→ **Texto proporcionado**:

════════

En segundo lugar. La reiteración de fracasos históricos no siempre demuestra la inviabilidad de ciertos proyectos. Podrían éstos no estar bien proyectados o podrían, efectivamente, no contar con las personas adecuadas para desarrollarlos. El hombre, por ejemplo, ya desde el antiguo mito de Ícaro, pasando por Leonardo da Vinci, ha intentado volar muchas veces, dando siempre con sus huesos en tierra. ¿Significa esto que la pretensión del vuelo es irrealizable y absurda para el hombre y que quienes lo intentan son unos alienados, que en vez de ocupar su inteligencia y sus fuerzas en la realidad posible, las malbaratan en pretensiones imposibles?... En absoluto. No sólo los aviones actuales, con potentes motores, inexistentes en la antigüedad, sino las simples alas-delta o los parapentes han demostrado con la evidencia de los hechos que el vuelo es perfectamente posible para el hombre. ¡Hace ya veinte siglos, y mucho antes aún, era perfectamente posible volar, por ejemplo, en parapente!

En otras palabras, el fracaso no demuestra nada. Lo único que demuestra algo es el éxito. De facto ad posse valet illatio.

«Lo mejor es enemigo de lo bueno»

════════

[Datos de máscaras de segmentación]
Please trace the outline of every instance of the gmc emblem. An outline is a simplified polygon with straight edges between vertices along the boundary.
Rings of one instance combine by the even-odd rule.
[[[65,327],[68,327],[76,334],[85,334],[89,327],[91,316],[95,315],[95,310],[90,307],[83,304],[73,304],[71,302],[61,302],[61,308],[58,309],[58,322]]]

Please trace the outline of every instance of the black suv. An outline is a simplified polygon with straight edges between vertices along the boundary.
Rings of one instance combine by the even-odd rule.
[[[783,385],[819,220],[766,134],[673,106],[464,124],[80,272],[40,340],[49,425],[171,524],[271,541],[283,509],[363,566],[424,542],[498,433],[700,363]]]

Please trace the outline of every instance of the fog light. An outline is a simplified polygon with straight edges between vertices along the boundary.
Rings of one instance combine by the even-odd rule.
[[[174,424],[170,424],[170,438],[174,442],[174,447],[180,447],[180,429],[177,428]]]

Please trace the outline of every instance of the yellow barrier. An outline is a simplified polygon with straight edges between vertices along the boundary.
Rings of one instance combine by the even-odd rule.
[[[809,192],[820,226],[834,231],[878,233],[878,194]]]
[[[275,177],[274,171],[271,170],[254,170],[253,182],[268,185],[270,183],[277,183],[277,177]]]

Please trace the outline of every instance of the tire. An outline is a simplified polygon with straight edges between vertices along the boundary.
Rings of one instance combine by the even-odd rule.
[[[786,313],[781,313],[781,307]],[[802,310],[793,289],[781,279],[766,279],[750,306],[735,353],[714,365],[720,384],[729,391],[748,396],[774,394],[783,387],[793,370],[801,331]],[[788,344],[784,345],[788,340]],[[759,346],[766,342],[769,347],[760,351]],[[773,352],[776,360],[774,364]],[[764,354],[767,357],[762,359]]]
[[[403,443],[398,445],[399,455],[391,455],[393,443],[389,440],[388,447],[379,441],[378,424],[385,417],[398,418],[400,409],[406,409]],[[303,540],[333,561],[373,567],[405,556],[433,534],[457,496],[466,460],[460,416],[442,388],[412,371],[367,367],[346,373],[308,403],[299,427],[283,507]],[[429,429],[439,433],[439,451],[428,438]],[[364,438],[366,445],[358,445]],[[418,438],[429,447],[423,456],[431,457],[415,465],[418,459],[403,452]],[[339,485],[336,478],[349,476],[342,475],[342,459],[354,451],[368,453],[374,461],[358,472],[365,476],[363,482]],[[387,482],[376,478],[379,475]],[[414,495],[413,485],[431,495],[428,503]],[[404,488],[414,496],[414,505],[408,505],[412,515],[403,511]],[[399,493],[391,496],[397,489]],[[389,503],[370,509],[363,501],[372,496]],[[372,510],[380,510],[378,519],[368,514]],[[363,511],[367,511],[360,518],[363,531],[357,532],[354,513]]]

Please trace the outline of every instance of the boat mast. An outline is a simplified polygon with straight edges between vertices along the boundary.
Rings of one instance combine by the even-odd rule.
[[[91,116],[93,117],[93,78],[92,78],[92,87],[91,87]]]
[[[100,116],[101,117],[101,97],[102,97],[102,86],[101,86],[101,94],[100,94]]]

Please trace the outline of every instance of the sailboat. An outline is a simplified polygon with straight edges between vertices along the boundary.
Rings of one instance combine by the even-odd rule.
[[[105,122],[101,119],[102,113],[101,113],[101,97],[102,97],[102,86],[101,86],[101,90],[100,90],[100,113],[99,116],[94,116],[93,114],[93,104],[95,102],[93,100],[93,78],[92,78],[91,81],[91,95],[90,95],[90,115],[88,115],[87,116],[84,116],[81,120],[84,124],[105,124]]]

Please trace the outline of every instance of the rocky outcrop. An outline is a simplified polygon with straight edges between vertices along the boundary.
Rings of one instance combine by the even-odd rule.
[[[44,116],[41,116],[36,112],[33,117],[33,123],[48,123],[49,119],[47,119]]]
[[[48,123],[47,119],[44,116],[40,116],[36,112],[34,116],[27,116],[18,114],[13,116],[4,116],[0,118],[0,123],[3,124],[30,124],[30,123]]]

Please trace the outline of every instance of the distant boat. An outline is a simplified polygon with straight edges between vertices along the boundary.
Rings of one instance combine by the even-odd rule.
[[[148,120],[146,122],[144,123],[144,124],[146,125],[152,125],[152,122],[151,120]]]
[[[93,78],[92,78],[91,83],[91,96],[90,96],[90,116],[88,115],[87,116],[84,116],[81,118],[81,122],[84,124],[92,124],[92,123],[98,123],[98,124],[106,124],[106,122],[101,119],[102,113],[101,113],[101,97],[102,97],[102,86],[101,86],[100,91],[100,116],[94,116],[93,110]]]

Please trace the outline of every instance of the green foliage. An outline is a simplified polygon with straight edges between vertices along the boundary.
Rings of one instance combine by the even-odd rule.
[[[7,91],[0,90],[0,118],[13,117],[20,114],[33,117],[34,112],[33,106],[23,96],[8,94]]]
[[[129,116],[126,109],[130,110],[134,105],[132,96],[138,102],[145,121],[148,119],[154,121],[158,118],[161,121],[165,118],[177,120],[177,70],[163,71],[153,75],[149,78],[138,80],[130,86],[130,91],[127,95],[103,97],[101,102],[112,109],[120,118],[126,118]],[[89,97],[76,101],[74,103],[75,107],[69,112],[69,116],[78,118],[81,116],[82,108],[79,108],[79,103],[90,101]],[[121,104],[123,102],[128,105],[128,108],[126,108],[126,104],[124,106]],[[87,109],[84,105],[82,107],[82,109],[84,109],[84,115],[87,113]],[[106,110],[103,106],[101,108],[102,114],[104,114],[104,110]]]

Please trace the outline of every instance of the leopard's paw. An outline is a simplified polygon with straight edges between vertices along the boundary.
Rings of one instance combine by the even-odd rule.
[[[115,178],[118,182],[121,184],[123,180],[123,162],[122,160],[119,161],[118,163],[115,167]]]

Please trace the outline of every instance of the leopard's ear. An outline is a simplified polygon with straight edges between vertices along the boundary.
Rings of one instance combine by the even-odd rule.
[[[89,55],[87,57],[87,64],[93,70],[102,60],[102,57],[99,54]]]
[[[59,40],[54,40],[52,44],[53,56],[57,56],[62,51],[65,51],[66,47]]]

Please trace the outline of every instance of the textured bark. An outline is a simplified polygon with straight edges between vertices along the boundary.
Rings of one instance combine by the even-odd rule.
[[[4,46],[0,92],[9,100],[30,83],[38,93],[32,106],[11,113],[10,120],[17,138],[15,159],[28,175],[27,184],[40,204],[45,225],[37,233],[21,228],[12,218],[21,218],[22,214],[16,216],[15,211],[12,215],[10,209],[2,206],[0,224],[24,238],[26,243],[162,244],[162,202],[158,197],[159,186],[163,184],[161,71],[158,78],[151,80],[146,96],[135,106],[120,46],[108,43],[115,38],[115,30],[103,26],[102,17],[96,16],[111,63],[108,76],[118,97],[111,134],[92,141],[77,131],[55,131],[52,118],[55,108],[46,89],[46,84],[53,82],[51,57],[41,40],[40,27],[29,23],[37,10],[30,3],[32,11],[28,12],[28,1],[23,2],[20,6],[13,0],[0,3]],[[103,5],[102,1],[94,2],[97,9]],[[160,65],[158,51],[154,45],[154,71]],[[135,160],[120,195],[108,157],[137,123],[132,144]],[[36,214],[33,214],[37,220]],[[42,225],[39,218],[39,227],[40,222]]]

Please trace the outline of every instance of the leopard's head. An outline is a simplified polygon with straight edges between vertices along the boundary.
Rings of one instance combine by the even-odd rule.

════════

→ **Tarea 1**: De acuerdo con el texto proporcionado, ¿qué es lo único que demuestra algo?
→ **Tarea 2**: Explique, a partir del texto proporcionado, por qué la pretensión humana de volar no resulta irrealizable ni absurda pese a los fracasos históricos.
→ **Tarea 3**:
Indique si cada afirmación concuerda con el texto proporcionado y cite las palabras que lo deciden:
(a) El mito de Ícaro y Leonardo da Vinci aparecen como referencias en la historia de los intentos humanos de volar.
(b) Solo los aviones con motores potentes han demostrado que el hombre puede volar.
(c) La repetición de fracasos prueba que un proyecto es inviable.
Los registros no desempeñan ningún papel aquí.

→ **Respuesta 1**: El éxito.

→ **Respuesta 2**: Los aviones actuales, con potentes motores, y también las simples alas-delta y los parapentes han demostrado con la evidencia de los hechos que el vuelo es perfectamente posible para el hombre. Por eso los repetidos fracasos anteriores no prueban que volar sea imposible.

→ **Respuesta 3**:
(a) Sí: «ya desde el antiguo mito de Ícaro, pasando por Leonardo da Vinci, ha intentado volar muchas veces».
(b) No: «No sólo los aviones actuales, con potentes motores, inexistentes en la antigüedad, sino las simples alas-delta o los parapentes han demostrado con la evidencia de los hechos que el vuelo es perfectamente posible para el hombre».
(c) No: «La reiteración de fracasos históricos no siempre demuestra la inviabilidad de ciertos proyectos».